* Work instruction
When the word "woman" shows up in a line of the records below, copy that line.

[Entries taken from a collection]

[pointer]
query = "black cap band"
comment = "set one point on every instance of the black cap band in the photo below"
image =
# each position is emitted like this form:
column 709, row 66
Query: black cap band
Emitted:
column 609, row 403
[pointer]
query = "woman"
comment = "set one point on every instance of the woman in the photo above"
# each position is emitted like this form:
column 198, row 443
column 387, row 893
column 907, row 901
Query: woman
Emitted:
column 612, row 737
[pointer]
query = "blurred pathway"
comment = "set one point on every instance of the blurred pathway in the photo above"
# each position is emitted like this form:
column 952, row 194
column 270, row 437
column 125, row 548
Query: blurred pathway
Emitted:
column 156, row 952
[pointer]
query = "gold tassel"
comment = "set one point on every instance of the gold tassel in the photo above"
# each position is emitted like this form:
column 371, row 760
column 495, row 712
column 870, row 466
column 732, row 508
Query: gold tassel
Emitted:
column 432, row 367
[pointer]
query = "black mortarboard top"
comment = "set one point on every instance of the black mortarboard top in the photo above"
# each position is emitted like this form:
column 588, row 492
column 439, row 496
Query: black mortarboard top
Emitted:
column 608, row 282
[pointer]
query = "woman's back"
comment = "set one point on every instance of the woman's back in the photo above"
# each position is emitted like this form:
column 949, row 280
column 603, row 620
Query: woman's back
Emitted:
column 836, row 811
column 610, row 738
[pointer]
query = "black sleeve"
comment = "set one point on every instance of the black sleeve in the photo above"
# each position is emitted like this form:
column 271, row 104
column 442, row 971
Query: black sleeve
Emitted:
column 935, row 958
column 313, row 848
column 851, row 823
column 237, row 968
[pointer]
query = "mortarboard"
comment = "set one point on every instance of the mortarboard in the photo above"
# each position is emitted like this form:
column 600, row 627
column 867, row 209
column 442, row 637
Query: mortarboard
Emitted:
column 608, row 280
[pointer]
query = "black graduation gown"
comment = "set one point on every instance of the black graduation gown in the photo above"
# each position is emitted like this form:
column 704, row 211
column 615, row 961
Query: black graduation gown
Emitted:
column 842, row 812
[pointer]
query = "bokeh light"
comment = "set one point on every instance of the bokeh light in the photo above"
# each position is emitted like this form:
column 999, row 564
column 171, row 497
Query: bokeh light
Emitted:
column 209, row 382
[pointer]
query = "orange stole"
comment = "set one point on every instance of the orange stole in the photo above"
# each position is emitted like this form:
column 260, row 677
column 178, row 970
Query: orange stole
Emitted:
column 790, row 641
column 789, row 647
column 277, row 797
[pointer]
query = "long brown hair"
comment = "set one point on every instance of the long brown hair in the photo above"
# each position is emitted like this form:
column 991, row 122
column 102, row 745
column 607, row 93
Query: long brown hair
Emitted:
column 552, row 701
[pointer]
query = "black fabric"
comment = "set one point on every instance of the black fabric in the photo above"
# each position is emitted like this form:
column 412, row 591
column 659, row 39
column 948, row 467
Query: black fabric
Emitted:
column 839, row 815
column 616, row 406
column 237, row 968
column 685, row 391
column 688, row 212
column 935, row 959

* Output of the task
query = "woman"
comment = "set one point on every instance of the woman in the photo above"
Query: woman
query = "woman's back"
comment = "set one point on every instance of the woman's back in the photo above"
Query: woman's back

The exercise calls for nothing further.